# Returning to Bangkok



## samfisher999 (Jan 19, 2018)

Hi All,

I lived in Bangkok from 2000-2006, Sukhumvit Soi 26 and worked mostly for expat business', doing creative / media / web work. It was a good time but eventually we decided to return to the UK.

Last year my long term relationship failed and I've grown tired of the west again and am considering moving back. I realise a lot will have changed in the years and just wondered how Bangkok was these days? I assume things like broadband are the norm now (I had 500k upload before I left and it was awesome!) along with mobile coverage etc etc?

How is it renting and so on? We got a nice place through word of mouth and community and, again, I'd like to be near skytrain or underground (darn, forgot what that's callled).

I don't particularly want to go do the English teacher route and I'm aware of the can't-do-jobs-thais-can, but thoughts on this would be welcome.

Anyway, that's kind of my situation. I have a fair chunk of cash which I'd at least initially keep in a UK account and access via atm.

Thank you for any advice

S


----------



## dancebert (Jun 4, 2015)

samfisher999 said:


> Anyway, that's kind of my situation. I have a fair chunk of cash which I'd at least initially keep in a UK account and access via atm.


Don't know near enough about Bangkok or working to say anything. However, are you aware Thai banks have a 150-180 baht fee on each ATM withdrawal?


----------

• **PROVIDED INFORMATION**:
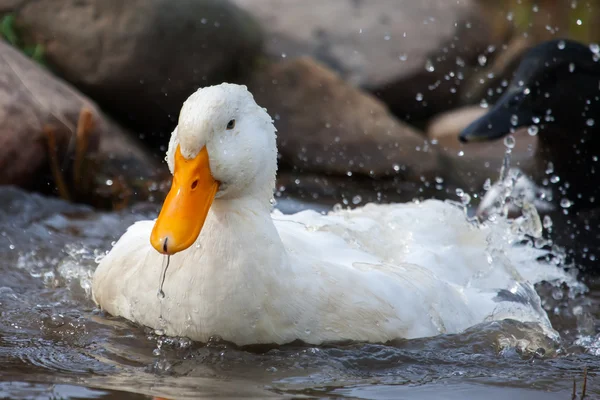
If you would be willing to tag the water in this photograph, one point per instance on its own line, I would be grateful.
(54, 343)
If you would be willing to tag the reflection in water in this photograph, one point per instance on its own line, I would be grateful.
(51, 332)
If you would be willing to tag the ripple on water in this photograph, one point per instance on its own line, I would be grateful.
(51, 332)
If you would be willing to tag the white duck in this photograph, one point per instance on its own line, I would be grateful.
(251, 276)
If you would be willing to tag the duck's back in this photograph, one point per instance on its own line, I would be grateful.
(416, 269)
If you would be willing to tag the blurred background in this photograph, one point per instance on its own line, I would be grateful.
(368, 96)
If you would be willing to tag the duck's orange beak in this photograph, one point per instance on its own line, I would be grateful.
(187, 204)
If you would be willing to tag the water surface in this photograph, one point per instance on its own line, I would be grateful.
(54, 343)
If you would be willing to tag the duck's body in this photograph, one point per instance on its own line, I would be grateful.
(373, 274)
(556, 90)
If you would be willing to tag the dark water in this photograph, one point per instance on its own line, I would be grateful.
(55, 344)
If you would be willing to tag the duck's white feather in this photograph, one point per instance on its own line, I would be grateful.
(372, 274)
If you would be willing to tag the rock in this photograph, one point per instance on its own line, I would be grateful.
(325, 125)
(399, 49)
(140, 59)
(39, 112)
(448, 125)
(488, 84)
(471, 164)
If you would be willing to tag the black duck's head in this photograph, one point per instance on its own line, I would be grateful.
(557, 83)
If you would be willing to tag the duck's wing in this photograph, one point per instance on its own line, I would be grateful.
(435, 270)
(120, 271)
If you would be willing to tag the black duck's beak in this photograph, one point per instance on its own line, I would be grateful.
(508, 114)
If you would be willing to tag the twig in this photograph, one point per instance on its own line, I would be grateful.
(59, 180)
(82, 139)
(584, 383)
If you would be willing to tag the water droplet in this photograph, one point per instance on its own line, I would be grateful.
(510, 141)
(487, 185)
(533, 130)
(566, 203)
(482, 59)
(429, 66)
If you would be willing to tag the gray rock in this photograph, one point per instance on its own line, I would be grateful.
(34, 102)
(399, 49)
(325, 125)
(140, 59)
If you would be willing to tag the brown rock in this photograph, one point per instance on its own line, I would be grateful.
(38, 112)
(140, 59)
(399, 49)
(325, 125)
(31, 99)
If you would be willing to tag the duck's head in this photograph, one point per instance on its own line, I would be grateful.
(223, 148)
(552, 86)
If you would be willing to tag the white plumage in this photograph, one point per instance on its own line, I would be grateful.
(372, 274)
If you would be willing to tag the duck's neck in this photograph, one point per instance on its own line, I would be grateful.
(240, 238)
(573, 153)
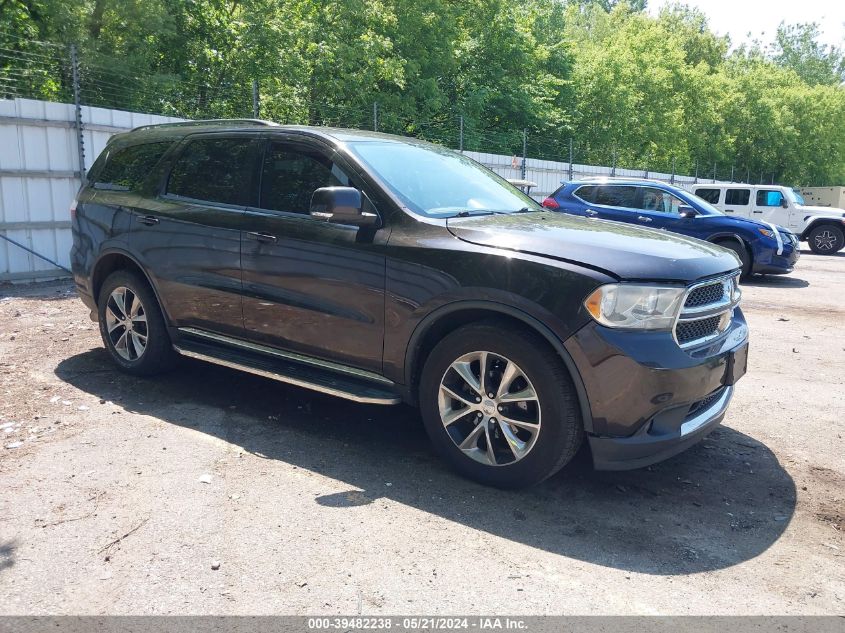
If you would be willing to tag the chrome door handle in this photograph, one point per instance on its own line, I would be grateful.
(262, 237)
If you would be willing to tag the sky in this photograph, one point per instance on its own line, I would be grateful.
(761, 17)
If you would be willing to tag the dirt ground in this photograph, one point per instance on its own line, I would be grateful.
(119, 495)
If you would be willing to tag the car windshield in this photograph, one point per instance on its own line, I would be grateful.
(439, 183)
(795, 197)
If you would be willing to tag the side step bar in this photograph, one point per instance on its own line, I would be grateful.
(290, 372)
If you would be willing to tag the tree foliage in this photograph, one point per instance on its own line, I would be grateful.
(626, 87)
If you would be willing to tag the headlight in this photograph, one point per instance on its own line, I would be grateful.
(635, 307)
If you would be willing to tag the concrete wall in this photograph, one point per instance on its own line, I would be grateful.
(39, 176)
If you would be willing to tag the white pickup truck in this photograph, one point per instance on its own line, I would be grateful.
(823, 228)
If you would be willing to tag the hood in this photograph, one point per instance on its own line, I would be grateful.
(749, 223)
(624, 251)
(830, 212)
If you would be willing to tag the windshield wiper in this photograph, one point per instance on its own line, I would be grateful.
(473, 212)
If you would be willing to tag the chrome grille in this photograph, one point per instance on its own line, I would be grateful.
(707, 311)
(711, 293)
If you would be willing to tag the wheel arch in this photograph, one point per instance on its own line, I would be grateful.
(449, 318)
(111, 261)
(814, 223)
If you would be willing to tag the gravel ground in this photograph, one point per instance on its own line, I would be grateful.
(121, 495)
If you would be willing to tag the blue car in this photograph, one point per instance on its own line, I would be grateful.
(761, 247)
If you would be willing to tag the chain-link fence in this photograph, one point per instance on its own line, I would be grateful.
(46, 71)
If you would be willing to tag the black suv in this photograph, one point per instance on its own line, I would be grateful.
(383, 269)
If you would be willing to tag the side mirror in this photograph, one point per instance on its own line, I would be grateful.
(341, 205)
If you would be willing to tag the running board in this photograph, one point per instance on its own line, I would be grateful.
(290, 372)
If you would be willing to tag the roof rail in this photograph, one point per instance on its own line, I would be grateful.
(201, 122)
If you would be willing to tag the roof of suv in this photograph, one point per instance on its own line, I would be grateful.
(184, 128)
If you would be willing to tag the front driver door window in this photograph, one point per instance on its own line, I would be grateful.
(310, 286)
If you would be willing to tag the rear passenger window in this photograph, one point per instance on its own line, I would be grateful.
(738, 197)
(586, 193)
(616, 196)
(216, 170)
(768, 198)
(659, 201)
(291, 175)
(709, 195)
(126, 168)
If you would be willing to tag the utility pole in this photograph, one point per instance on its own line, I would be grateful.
(77, 106)
(524, 149)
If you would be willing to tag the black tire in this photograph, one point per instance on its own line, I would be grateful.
(157, 355)
(826, 239)
(742, 252)
(561, 429)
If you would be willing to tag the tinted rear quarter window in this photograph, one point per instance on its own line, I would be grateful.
(738, 197)
(126, 168)
(216, 170)
(710, 195)
(586, 193)
(616, 196)
(769, 198)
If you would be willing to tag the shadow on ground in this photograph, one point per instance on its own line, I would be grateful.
(722, 502)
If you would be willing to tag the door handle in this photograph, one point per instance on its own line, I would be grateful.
(262, 237)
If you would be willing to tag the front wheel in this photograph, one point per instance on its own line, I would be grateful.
(132, 325)
(826, 239)
(499, 406)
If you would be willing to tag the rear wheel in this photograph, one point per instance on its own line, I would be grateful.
(826, 239)
(499, 406)
(743, 254)
(132, 325)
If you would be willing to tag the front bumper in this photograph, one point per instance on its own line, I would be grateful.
(649, 399)
(653, 443)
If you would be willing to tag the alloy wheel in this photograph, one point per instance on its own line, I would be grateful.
(489, 408)
(825, 240)
(126, 323)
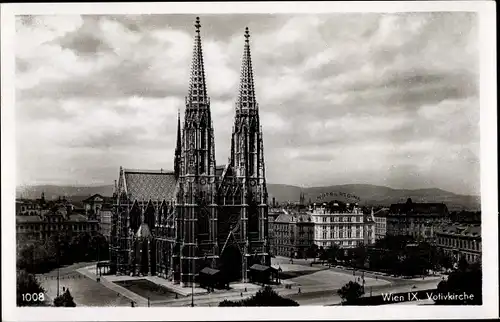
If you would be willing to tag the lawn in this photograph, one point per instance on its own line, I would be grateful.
(85, 291)
(147, 289)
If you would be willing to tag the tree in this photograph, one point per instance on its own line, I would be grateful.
(27, 286)
(65, 300)
(332, 253)
(462, 282)
(350, 292)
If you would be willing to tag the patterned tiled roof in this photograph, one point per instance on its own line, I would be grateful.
(284, 218)
(25, 219)
(145, 185)
(473, 230)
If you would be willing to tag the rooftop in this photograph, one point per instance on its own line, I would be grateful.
(145, 185)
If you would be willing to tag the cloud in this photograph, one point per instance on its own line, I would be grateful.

• **TO DO**:
**1.** Translate this sentence from the forum thread about returning to Bangkok into Spanish: "It was a good time but eventually we decided to return to the UK."
**2.** Locate every line in the listing that contains the word "windshield", matching case exactly, and copy each of those lines.

• **THE SOLUTIONS**:
**1.** Fue una buena época, pero al final decidimos volver al Reino Unido.

**2.**
If you would be willing to tag the car windshield in this photograph, one point per instance on its own line, I would be grateful.
If you would be willing to tag the windshield wiper in this photograph, one point per instance on its own line, I would be grateful.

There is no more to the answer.